Work to complete:
Copy out, line for line, the rows that begin with the line containing "Mark every instance of the dried orange" and end with the line containing "x=1215, y=435", including both of those lines.

Materials provided:
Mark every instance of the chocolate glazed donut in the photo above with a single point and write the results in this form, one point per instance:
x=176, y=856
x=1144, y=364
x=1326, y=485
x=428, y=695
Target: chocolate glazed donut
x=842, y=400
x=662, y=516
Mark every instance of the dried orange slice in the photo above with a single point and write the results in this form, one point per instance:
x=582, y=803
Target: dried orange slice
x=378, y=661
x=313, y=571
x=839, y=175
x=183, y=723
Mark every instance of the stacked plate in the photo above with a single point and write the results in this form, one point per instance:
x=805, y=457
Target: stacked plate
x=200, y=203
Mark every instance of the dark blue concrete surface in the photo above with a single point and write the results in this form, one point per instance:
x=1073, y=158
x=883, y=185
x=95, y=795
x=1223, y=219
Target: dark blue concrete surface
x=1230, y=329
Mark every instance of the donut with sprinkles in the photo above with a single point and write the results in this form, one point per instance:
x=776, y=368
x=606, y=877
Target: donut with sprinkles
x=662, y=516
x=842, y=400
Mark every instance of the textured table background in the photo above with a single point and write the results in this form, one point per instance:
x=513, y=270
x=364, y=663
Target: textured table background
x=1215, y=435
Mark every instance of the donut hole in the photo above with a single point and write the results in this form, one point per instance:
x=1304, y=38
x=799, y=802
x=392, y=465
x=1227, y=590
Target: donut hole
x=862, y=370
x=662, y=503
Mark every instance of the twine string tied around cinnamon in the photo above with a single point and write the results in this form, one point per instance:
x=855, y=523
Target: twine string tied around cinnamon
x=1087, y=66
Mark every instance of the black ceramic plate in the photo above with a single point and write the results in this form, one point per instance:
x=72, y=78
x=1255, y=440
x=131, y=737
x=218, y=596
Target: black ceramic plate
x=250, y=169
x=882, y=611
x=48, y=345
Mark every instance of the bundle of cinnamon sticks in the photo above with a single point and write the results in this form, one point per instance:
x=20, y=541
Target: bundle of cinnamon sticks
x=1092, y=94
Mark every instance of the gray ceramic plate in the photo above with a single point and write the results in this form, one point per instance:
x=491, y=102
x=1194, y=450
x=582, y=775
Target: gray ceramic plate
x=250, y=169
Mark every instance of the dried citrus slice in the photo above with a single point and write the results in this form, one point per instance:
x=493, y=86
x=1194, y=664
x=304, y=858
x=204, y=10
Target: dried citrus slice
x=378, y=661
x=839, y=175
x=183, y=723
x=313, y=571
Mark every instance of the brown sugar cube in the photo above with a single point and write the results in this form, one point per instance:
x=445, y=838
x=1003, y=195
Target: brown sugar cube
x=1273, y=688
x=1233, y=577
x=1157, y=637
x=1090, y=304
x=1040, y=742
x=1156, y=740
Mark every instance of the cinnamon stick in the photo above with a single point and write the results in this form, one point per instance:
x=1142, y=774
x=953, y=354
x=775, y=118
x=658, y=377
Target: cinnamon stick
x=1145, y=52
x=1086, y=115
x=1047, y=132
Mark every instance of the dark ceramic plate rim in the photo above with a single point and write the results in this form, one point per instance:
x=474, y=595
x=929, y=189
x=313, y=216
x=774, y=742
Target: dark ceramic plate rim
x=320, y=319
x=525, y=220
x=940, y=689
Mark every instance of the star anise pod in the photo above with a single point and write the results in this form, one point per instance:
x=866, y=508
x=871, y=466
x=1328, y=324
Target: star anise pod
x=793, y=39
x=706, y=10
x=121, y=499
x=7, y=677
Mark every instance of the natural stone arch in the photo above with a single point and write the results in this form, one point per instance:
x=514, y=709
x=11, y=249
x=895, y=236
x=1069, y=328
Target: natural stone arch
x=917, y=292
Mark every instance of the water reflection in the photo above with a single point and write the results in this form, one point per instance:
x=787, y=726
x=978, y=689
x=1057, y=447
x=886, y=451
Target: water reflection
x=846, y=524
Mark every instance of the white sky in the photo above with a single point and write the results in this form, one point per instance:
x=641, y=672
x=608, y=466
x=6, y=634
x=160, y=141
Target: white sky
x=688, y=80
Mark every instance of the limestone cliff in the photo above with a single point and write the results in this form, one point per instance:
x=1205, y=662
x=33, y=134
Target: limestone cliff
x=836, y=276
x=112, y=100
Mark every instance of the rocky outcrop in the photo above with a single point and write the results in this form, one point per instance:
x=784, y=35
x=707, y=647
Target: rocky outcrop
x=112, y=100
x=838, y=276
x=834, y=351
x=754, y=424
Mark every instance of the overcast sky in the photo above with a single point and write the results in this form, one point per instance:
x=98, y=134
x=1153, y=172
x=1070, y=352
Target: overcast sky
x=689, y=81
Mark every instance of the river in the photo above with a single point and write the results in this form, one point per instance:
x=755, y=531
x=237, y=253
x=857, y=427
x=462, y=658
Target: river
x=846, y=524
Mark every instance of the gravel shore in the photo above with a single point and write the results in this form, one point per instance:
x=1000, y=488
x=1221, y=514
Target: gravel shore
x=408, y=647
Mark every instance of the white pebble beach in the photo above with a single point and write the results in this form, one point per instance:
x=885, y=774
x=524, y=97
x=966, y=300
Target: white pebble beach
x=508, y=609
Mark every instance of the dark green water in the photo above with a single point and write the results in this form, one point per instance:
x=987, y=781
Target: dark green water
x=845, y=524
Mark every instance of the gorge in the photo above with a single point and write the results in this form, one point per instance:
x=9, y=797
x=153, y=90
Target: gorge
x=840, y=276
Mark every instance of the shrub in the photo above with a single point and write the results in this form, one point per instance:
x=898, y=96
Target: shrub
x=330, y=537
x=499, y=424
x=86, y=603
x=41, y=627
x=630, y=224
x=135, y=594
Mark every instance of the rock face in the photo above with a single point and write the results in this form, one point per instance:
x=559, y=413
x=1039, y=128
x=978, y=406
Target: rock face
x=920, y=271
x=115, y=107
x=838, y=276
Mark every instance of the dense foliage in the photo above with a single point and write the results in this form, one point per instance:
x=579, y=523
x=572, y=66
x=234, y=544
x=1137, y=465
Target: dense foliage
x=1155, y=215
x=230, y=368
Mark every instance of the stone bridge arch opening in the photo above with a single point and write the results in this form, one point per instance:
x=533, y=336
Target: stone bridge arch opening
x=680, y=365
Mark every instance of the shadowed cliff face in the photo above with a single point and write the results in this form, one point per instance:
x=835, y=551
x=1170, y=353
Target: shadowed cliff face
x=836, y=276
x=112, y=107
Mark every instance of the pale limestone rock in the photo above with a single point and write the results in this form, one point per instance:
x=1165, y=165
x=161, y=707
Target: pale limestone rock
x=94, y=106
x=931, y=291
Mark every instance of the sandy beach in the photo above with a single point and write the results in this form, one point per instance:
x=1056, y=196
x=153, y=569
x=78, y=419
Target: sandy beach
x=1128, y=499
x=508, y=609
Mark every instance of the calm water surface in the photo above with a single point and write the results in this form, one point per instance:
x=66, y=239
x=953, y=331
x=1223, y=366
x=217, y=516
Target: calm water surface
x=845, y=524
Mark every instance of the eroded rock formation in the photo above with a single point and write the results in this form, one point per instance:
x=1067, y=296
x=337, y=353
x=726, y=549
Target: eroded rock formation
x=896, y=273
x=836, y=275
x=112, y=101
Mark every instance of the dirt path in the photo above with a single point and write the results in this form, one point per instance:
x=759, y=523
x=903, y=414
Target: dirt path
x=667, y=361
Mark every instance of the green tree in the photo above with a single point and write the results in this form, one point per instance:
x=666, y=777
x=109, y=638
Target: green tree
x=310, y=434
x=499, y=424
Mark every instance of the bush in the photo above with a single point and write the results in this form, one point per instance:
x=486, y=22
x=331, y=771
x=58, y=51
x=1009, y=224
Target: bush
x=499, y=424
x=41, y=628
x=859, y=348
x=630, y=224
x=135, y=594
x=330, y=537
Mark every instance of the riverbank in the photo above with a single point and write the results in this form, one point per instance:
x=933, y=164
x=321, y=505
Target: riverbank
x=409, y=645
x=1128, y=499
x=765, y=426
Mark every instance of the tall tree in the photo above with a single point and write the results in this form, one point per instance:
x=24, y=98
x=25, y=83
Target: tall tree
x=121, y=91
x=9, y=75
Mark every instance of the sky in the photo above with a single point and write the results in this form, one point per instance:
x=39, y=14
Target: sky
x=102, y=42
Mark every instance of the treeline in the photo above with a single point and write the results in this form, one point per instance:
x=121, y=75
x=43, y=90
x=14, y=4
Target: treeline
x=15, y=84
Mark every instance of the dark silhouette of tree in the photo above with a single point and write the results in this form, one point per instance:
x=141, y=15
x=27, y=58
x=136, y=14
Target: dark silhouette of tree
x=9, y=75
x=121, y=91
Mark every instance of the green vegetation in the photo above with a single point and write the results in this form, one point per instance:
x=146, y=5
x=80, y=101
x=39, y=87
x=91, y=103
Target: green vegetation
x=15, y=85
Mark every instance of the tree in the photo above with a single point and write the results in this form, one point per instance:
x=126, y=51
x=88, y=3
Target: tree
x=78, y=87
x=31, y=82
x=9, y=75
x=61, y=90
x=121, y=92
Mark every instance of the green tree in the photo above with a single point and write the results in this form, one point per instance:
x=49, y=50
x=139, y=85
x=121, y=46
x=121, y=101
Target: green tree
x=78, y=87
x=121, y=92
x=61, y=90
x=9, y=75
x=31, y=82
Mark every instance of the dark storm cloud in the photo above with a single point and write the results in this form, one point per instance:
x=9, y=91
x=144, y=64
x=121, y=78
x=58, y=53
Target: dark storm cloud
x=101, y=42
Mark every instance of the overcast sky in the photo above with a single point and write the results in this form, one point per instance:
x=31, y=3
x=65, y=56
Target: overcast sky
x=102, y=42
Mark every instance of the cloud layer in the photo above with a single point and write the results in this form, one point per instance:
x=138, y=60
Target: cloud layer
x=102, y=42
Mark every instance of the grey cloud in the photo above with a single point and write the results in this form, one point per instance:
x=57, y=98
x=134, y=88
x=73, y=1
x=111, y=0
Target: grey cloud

Completed exercise:
Mark every instance of the dried orange slice in the photo above with a single point and write the results in this form, one point per instance:
x=582, y=803
Target: dried orange slice
x=378, y=661
x=313, y=571
x=839, y=175
x=183, y=723
Mark every instance of the stacked plate in the photo above with a single point and write the results in this form, one point per instance:
x=805, y=457
Target: stacked plate
x=200, y=203
Mark every instance of the dark blue concrete surface in the photo above with a single point and write the results in this form, one point per instance:
x=1073, y=158
x=883, y=185
x=95, y=795
x=1223, y=219
Target: dark blue concrete surface
x=1230, y=329
Mark every instance of the donut with sprinkles in the photo above with a single point and write the results in this form, one point per instance:
x=776, y=368
x=606, y=877
Target: donut with sprinkles
x=662, y=516
x=842, y=400
Mark every instance of the textured table background in the photo above with a single point and write the results in this form, one point per instance:
x=513, y=270
x=364, y=663
Target: textured table background
x=1215, y=435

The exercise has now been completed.